Update the entries between the lines holding "Each <instance> may" and "box: [283, 192, 305, 287]", inclusive, by replacing "positive clicks" with "foreground clicks" and leaving everything else unchanged.

* Study material

_ _ _ _ _ _ _

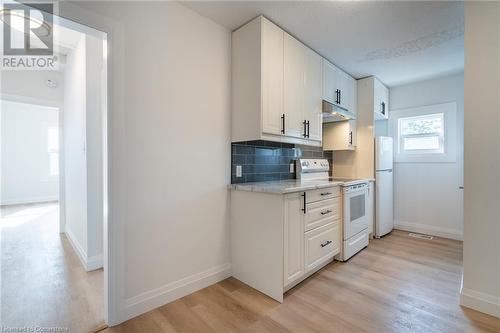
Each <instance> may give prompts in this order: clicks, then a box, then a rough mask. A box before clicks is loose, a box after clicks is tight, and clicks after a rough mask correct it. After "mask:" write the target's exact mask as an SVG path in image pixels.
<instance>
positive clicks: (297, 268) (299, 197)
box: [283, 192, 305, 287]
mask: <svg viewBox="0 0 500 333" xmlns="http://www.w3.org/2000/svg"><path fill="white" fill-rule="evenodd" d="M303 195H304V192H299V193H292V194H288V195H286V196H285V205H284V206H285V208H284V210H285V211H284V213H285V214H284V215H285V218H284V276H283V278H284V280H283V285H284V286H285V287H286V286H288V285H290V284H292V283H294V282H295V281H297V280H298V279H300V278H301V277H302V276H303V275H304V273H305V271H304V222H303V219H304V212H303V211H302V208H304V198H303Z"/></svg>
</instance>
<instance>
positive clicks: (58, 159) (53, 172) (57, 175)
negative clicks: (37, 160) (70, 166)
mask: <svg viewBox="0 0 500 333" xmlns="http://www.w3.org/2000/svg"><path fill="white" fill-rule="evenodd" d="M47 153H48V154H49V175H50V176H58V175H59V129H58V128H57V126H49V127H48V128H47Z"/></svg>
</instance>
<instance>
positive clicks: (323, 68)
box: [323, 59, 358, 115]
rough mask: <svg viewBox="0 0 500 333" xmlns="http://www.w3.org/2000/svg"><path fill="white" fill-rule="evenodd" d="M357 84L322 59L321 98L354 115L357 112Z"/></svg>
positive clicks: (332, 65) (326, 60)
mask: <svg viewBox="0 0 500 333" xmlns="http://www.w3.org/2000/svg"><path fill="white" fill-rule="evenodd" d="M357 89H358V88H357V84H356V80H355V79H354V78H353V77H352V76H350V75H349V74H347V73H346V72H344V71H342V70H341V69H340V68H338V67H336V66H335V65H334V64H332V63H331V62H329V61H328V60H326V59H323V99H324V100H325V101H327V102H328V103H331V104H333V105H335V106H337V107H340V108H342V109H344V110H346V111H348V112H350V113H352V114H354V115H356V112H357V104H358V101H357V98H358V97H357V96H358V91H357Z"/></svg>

_ _ _ _ _ _ _

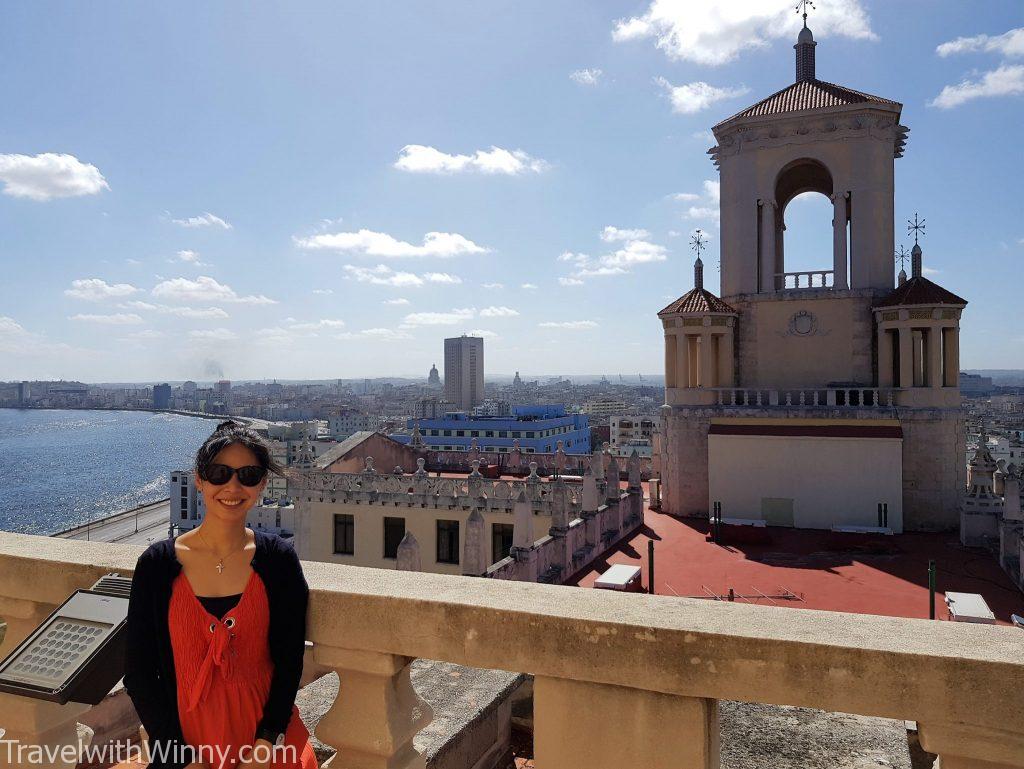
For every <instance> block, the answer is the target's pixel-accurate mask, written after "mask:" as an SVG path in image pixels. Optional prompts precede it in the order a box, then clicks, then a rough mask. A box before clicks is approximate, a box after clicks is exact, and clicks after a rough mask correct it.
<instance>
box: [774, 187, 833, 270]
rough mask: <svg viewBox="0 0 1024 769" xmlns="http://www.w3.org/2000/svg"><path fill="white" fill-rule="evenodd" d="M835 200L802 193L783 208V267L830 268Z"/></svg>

_ _ _ _ _ _ _

* Answer box
Each <instance> may give prompts in this order: clicks, then a box, then a rough mask. A box before clicks is loose, a box after clicks is tight, and clicks after a rough mask correct it. After "mask:" write the target's exact mask as an SVG path in image pixels.
<instance>
foreground clicks: (297, 268) (299, 197)
box: [283, 192, 305, 287]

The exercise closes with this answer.